ÜBUNGSTEXT:
..........

Durch Viertel, die sich eher wie Basare im Süden Europas anfühlen, so bunt ist das Sprachengewirr, geht es weiter zum Jungbusch. Im einst stolzen gründerzeitlichen Hafen-, später Rotlicht- und heute Szeneviertel suchen wir die vor einigen Jahren mit viel Aufwand realisierte Promenade am Kanal. Tagsüber zeigen sich vor allem die Brüche und noch nicht eingelösten Versprechen für den Wandel des Quartiers. Neben einer Tankstelle der zentrale Platz am Wasser mit deutlichen Zeichen von Vandalismus: Müll, Scherben und ein durchdingender Geruch nach Urin. Direkt angrenzend die Popakademie und teure Lofts und Eigentumswohnungen. Eingestreut einige Cafés und Kneipen, deren Plakate mit der Bitte, das Viertel nicht zuzumüllen, von der schwierigen Gratwanderung zwischen Kreativen, Szene und Kommerz, zwischen Zugezogenen und den dort schon immer ansässigen Bewohnerinnen und Bewohnern zeugen. Das Rad schiebt man auch hier besser.

Quartiersplatz im Jungbusch, Katrin Korth

Relativ ungestört radeln lässt es sich auf dem Uferweg am Neckar, wenn auch von der Stadt nicht viel zu erleben ist. Wären da nicht die Schnellradler, die mit ihrem Klingeln deutlich anzeigen, dass nebeneinander herfahrende, miteinander plaudernde Radelnde einfach nur nerven.

Mannheim wirbt mit Besonderheiten: mit der zweitgrößten Schlossanlage Europas, mit einer der angesehensten bürgerschaftlichen Kunstsammlungen der deutschen und internationalen Moderne bis zur Gegenwart, mit seinem gründerzeitlichen Wasserturm, mit dem Luisenpark als schönste Parkanlage Europas. Das Schloss, ein eher trister Bau, der die Universität beherbergt. Die Kunsthalle mit ihrem nagelneuen Erweiterungsbau von gmp und ihrer Idee der „Stadt in der Stadt“, vo außen wirkt sie wie eine Lagerhalle, die auch im Hafengelände stehen könnte. Der Wasserturm mit seinem Brunnenprospekt, seltsam losgelöst von der umgebenden Stadt und umtost vom Autolärm. Lohnenswert der Luisenpark, eine gepflegte, bürgerliche Oase im Dickicht der Stadt, trotz acht Euro Eintritt. Ob der Park wirklich der schönste in Europa ist? Mir fallen da andere Parks ein. Dennoch, der Charme der Gartenschau von 1975 wirkt immer noch. Weite baumbestandene Rasenflächen, liebevolle Details, dazu immer wieder Zeichen spendenbereiter Mannheimer, wenn auch der Park insgesamt und vor allem seine Gebäude eine Verjüngungskur vertragen könnten. Die Planungen gibt es, 2023 wird es in Mannheim wieder eine Bundesgartenschau geben, die neues Grün schaffen und das bestehende Grün vernetzen und aufwerten soll.

..........

(Bilder zur Objektlokalisierung)
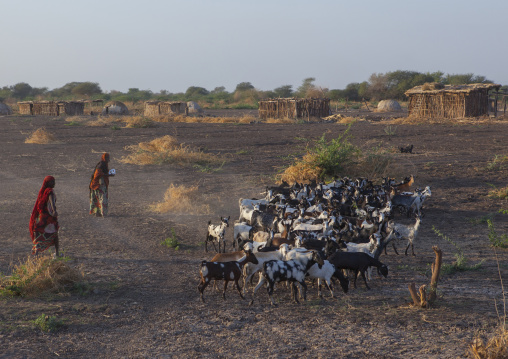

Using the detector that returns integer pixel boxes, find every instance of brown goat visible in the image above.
[393,175,415,193]
[198,250,258,303]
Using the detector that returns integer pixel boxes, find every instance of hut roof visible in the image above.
[405,83,501,96]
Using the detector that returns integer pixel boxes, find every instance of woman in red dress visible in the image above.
[29,176,60,257]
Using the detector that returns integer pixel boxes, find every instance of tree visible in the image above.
[273,85,294,97]
[296,77,316,97]
[71,82,102,96]
[185,86,209,99]
[235,82,254,92]
[11,82,32,100]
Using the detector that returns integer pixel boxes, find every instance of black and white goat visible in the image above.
[251,251,323,305]
[198,250,258,302]
[205,216,229,253]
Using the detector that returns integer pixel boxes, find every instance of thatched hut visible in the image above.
[144,101,188,117]
[377,100,402,112]
[405,83,501,118]
[0,102,12,115]
[102,101,129,115]
[258,98,330,120]
[58,101,85,116]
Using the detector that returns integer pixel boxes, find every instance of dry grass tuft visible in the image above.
[151,184,211,214]
[120,135,223,165]
[87,116,123,127]
[25,127,58,145]
[265,117,298,124]
[488,187,508,199]
[469,328,508,359]
[0,256,84,297]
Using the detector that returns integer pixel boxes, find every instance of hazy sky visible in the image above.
[0,0,508,92]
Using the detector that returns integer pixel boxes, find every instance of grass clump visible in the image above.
[151,184,210,214]
[0,256,84,298]
[25,127,57,145]
[161,228,180,251]
[33,313,64,333]
[487,219,508,248]
[120,135,223,166]
[432,226,483,274]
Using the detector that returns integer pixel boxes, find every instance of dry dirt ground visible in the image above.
[0,111,508,358]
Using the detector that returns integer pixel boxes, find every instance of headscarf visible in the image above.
[29,176,58,241]
[88,152,109,189]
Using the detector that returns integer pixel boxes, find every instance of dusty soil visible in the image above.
[0,111,508,358]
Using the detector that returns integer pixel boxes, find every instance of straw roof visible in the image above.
[405,83,501,96]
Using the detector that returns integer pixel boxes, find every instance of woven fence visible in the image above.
[258,98,331,119]
[406,84,500,118]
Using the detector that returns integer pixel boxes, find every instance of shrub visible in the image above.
[25,127,57,145]
[33,313,64,333]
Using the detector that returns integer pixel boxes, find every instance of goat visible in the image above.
[233,222,252,249]
[388,217,421,256]
[393,175,415,193]
[307,260,349,298]
[205,216,229,253]
[198,251,258,303]
[251,251,324,305]
[328,252,388,289]
[399,145,413,153]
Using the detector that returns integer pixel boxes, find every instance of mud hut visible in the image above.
[102,101,129,115]
[405,83,501,118]
[58,101,85,116]
[377,100,402,112]
[144,101,188,117]
[258,98,330,120]
[0,102,12,115]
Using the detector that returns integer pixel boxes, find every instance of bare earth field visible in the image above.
[0,110,508,358]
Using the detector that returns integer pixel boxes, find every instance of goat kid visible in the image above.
[205,216,230,253]
[198,251,258,303]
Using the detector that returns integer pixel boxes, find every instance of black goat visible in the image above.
[328,252,388,289]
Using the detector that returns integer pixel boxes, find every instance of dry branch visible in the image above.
[408,246,443,308]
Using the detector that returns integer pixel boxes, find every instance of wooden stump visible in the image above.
[408,246,443,308]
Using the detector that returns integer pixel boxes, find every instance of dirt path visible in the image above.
[0,116,508,358]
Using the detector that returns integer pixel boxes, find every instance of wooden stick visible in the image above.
[428,246,443,303]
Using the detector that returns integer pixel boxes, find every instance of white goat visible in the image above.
[388,217,421,256]
[205,216,229,253]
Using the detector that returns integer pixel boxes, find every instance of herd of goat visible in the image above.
[198,176,431,305]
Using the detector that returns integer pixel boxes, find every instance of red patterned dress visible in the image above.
[29,176,59,256]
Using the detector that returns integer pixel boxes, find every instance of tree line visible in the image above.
[0,70,500,108]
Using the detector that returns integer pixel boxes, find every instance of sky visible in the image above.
[0,0,508,93]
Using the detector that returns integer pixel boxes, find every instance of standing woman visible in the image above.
[89,152,114,217]
[29,176,60,257]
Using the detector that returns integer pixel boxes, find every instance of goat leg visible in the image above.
[222,280,229,300]
[355,270,370,290]
[235,279,245,299]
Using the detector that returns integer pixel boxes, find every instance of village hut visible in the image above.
[102,101,129,115]
[58,101,85,116]
[377,100,402,112]
[32,101,60,116]
[0,102,12,115]
[405,83,501,118]
[258,98,331,120]
[18,101,34,115]
[144,101,188,117]
[187,101,203,113]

..........

ARBEITSANWEISUNGEN:
**A)** Gib aus dem Text über Mannheim alles von „Quartiersplatz im Jungbusch, Katrin“ bis hinunter zu „einfach nur nerven.“ wortgetreu aus.
**B)** Nenne alle Besonderheiten, mit denen Mannheim laut dem Text über Mannheim wirbt.

LÖSUNGEN JE AUFGABE:
**A)**
Quartiersplatz im Jungbusch, Katrin Korth

Relativ ungestört radeln lässt es sich auf dem Uferweg am Neckar, wenn auch von der Stadt nicht viel zu erleben ist. Wären da nicht die Schnellradler, die mit ihrem Klingeln deutlich anzeigen, dass nebeneinander herfahrende, miteinander plaudernde Radelnde einfach nur nerven.

**B)**
- die zweitgrößte Schlossanlage Europas
- eine der angesehensten bürgerschaftlichen Kunstsammlungen der deutschen und internationalen Moderne bis zur Gegenwart
- der gründerzeitliche Wasserturm
- der Luisenpark als schönste Parkanlage Europas